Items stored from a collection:
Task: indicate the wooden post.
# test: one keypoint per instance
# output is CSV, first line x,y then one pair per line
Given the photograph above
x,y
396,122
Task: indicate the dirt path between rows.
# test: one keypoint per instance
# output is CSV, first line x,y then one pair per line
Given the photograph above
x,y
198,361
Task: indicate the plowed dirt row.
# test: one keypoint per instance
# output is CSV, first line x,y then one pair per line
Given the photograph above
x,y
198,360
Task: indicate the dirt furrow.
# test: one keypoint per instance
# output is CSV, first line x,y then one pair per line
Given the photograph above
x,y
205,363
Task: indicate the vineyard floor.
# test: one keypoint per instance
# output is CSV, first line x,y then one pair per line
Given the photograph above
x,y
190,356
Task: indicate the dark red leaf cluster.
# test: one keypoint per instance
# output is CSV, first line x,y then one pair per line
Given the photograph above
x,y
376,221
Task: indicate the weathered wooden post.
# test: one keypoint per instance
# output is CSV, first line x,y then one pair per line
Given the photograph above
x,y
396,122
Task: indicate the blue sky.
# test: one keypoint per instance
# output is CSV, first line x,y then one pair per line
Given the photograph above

→ Work to complete
Convert the data above into a Markdown table with the columns "No." and "Line", giving each non-blank line its own sequentially numbered row.

→ Output for this exercise
| No. | Line |
|---|---|
| 1 | Task: indicate the wooden post. |
| 2 | # test: one keypoint per instance |
| 3 | # output is CSV, first line x,y then one pair per line |
| 4 | Given the photograph above |
| 5 | x,y |
| 6 | 396,122 |
| 7 | Task: indicate the dirt path between rows. |
| 8 | # test: one keypoint per instance |
| 9 | # output is CSV, first line x,y then one pair per line |
| 10 | Given the photograph above |
| 11 | x,y |
| 12 | 198,361 |
| 13 | Task: indicate the plowed dirt row. |
| 14 | # test: one keypoint per instance |
| 15 | # output is CSV, first line x,y then one pair per line |
| 16 | Given the photograph above |
| 17 | x,y |
| 18 | 198,360 |
| 19 | Task: indicate the dirt furrow. |
| 20 | # test: one keypoint per instance |
| 21 | # output is CSV, first line x,y then one pair per line |
| 22 | Given the photograph above |
| 23 | x,y |
| 24 | 205,363 |
| 25 | Task: indicate the vineyard floor. |
| 26 | # test: one keypoint per instance |
| 27 | # output is CSV, first line x,y then one pair per line |
| 28 | Given the photograph above |
| 29 | x,y |
| 30 | 190,356 |
| 31 | Task: indicate the dark red leaf cluster. |
| 32 | # test: one keypoint per instance |
| 33 | # output is CSV, first line x,y then one pair per line |
| 34 | Given the photograph above |
| 35 | x,y |
| 36 | 376,221 |
| 37 | Task: indicate the weathered wooden post. |
| 38 | # test: one keypoint per instance |
| 39 | # output is CSV, first line x,y then one pair per line |
| 40 | Given the photograph above |
| 41 | x,y |
| 42 | 396,122 |
| 43 | Task: indicate the blue sky. |
| 44 | # test: one keypoint per instance |
| 45 | # output is CSV, first line x,y then one pair per line |
| 46 | Given the photograph above |